#### [Source data]

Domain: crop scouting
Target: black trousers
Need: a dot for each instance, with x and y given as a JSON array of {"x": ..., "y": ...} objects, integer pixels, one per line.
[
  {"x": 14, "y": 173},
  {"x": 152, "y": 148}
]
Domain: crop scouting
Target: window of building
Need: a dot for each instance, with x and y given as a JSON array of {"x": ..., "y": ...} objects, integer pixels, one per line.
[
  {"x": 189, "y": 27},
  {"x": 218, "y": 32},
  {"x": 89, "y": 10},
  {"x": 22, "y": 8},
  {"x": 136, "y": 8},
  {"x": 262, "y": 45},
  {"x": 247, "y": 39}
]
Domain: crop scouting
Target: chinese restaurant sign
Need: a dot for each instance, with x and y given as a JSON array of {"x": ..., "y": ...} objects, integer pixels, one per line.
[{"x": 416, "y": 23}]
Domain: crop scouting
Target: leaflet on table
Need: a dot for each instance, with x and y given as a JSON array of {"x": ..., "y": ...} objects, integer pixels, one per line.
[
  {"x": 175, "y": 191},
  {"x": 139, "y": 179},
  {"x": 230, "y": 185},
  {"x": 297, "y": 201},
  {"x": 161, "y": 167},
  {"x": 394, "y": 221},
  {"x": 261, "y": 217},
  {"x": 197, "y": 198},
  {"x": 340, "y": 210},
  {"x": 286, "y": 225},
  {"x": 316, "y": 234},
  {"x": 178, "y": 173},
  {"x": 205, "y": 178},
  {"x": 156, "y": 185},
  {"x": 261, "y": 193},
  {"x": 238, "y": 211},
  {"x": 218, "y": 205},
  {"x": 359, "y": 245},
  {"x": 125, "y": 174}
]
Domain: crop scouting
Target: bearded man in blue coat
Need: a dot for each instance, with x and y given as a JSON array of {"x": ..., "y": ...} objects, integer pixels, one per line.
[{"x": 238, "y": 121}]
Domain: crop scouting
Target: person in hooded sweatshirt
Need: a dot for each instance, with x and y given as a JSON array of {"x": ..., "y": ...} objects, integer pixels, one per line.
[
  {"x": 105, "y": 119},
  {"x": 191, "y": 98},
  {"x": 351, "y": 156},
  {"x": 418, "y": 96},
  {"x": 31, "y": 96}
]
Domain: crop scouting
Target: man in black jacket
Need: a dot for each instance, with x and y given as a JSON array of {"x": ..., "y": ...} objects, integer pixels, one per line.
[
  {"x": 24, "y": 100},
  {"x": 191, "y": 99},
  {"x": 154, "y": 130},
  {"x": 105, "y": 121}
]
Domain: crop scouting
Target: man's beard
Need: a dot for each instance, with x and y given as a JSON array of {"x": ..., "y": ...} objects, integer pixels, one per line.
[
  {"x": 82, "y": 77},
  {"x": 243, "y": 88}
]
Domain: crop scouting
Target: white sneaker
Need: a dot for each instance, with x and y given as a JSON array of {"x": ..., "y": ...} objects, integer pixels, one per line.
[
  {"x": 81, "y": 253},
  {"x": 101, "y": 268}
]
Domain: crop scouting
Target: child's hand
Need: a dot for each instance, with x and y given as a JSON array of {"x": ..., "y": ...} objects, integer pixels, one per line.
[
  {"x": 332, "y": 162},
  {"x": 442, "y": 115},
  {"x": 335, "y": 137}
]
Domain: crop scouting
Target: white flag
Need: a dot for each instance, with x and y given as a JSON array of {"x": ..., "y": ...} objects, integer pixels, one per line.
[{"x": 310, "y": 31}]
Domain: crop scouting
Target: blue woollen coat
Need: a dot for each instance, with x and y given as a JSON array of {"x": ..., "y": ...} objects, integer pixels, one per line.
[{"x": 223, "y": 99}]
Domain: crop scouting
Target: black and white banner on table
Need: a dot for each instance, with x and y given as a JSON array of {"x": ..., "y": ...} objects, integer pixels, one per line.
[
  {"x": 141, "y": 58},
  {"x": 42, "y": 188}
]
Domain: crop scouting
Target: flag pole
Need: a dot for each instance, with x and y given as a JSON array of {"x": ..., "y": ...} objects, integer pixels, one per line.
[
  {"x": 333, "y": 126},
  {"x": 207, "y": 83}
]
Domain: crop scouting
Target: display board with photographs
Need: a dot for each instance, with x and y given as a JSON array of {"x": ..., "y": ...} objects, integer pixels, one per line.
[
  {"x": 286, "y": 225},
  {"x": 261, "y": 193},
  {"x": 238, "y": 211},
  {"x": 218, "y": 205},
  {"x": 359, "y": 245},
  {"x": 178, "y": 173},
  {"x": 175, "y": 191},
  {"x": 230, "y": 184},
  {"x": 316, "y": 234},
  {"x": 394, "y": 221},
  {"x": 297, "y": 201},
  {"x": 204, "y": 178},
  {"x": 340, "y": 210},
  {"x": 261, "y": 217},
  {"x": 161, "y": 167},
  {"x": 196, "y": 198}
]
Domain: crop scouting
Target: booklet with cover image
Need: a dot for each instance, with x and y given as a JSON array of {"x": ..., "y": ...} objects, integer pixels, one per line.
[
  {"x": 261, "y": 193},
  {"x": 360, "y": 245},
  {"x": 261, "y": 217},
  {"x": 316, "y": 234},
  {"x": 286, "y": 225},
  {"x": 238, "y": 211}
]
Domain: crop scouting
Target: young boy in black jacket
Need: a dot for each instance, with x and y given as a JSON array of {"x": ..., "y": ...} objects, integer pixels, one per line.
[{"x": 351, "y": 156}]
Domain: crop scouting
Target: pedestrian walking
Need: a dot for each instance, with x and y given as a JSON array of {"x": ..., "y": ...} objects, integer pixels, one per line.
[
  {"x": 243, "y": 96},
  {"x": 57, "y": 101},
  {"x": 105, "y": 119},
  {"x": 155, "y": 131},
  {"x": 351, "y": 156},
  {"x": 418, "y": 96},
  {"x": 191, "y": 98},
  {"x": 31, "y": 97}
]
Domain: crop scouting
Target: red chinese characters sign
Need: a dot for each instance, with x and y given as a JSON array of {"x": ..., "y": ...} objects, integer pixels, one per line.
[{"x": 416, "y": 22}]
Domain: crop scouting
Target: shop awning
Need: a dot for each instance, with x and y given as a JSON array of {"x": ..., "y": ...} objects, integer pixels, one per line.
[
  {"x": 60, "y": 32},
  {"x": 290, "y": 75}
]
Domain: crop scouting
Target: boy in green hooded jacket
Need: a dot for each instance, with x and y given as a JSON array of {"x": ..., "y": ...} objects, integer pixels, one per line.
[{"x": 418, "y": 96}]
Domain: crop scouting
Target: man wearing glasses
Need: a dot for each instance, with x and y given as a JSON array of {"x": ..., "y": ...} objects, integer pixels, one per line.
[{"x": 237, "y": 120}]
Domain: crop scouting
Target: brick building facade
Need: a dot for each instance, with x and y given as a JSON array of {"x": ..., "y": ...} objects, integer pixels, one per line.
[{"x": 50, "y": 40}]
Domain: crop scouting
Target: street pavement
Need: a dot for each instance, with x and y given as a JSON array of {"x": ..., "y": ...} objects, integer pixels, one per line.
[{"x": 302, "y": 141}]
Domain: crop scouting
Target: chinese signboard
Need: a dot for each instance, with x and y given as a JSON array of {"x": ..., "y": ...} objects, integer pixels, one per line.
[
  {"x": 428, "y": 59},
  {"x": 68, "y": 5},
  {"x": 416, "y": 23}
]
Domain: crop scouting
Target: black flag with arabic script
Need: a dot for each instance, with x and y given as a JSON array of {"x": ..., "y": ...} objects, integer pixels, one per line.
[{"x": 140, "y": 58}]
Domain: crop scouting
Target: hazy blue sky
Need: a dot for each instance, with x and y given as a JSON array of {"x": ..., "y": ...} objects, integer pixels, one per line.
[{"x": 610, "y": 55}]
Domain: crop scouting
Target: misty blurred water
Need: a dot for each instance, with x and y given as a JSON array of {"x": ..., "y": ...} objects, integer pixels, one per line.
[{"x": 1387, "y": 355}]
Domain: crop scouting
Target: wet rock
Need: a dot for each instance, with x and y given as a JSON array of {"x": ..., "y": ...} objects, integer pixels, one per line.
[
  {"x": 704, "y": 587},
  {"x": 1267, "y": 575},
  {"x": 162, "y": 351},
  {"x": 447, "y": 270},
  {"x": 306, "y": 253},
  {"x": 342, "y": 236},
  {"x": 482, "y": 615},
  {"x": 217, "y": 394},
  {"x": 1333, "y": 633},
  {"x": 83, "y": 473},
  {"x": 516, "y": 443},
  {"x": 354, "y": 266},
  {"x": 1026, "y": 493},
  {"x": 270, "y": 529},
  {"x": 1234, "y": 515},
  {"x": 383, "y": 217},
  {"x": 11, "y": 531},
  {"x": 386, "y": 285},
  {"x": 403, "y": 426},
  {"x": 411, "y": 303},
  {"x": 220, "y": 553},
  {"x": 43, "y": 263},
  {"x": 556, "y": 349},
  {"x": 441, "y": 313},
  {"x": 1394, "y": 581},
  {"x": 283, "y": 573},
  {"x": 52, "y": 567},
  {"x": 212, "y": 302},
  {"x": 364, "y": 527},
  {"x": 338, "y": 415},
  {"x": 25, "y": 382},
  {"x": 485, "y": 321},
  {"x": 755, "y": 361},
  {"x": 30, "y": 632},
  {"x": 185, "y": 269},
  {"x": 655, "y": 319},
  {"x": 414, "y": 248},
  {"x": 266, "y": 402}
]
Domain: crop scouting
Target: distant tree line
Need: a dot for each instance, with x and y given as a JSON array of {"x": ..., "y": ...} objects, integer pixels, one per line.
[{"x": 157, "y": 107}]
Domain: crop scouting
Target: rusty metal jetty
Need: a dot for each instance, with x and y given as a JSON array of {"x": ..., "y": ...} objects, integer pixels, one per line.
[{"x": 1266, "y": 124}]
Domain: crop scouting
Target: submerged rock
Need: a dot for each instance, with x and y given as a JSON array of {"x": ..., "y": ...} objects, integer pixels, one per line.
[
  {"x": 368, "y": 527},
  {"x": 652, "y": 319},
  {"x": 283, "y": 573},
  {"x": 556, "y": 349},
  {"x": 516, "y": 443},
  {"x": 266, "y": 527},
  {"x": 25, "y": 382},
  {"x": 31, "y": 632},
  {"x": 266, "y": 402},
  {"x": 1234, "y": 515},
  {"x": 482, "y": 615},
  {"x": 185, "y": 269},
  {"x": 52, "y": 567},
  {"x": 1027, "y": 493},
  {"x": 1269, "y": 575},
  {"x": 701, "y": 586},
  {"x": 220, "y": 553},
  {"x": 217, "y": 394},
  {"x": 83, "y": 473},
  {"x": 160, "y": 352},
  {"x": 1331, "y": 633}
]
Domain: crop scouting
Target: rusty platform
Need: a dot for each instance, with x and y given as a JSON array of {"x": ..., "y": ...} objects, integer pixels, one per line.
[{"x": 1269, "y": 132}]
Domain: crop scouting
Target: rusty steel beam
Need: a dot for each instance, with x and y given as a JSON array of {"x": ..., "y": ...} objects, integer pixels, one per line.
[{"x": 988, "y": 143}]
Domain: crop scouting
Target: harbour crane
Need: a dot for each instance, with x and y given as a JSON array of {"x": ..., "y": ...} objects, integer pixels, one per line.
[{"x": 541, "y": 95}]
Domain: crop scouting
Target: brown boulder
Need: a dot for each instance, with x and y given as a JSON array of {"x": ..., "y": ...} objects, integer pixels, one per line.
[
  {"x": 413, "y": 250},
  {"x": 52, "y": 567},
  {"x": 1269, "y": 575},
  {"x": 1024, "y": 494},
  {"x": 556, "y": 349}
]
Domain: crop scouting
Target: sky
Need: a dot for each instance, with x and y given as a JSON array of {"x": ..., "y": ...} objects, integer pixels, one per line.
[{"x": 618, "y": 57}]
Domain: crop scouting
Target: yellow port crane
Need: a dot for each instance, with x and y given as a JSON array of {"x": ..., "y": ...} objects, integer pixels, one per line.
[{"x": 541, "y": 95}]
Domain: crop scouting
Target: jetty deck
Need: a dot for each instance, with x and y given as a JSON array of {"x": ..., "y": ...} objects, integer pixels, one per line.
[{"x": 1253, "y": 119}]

#### [Brief]
From the source data above, pick out every line that contains the string "rock" and copy each one.

#### [Output for this exercise]
Target: wet rock
Target: submerged rock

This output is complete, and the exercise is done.